YOUR TASK: The copy must run from the first line of the entries below through the line containing "10L121 15V11H113L111 8L84", restated word for word, with pictures left out.

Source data

>>

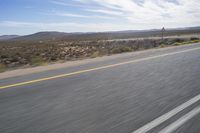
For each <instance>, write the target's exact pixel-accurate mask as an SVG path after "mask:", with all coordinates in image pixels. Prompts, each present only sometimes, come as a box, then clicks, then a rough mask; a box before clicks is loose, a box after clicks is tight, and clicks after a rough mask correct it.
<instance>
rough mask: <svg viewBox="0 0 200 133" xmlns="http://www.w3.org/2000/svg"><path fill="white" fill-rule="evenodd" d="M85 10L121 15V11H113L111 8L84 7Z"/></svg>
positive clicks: (113, 14) (115, 14)
mask: <svg viewBox="0 0 200 133" xmlns="http://www.w3.org/2000/svg"><path fill="white" fill-rule="evenodd" d="M85 10H86V11H89V12H94V13H102V14H107V15H117V16H119V15H122V14H123V13H122V12H119V11H113V10H107V9H85Z"/></svg>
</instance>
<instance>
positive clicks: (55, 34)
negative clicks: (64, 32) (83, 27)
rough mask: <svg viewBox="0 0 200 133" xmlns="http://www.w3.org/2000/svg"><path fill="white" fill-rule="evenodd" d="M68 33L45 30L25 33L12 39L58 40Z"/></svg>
mask: <svg viewBox="0 0 200 133" xmlns="http://www.w3.org/2000/svg"><path fill="white" fill-rule="evenodd" d="M68 34H69V33H64V32H54V31H47V32H38V33H35V34H31V35H25V36H20V37H17V38H14V39H12V40H14V41H23V40H24V41H44V40H45V41H51V40H58V39H61V38H63V37H65V36H67V35H68Z"/></svg>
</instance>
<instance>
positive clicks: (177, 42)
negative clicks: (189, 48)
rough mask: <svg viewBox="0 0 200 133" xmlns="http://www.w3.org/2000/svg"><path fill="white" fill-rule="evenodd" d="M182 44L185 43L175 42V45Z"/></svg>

<<

TASK ANSWER:
For each <instance>, write the target's exact pixel-accurate mask as an SVG path after "mask:", with all coordinates in image pixels. Prompts, each present only sometimes, come as a box, then clicks, then a rough mask; a box before clicks is loose, a box after clicks is tight, and clicks after a rough mask correct it.
<instance>
rough mask: <svg viewBox="0 0 200 133" xmlns="http://www.w3.org/2000/svg"><path fill="white" fill-rule="evenodd" d="M85 10L121 15V11H113L111 8L84 7Z"/></svg>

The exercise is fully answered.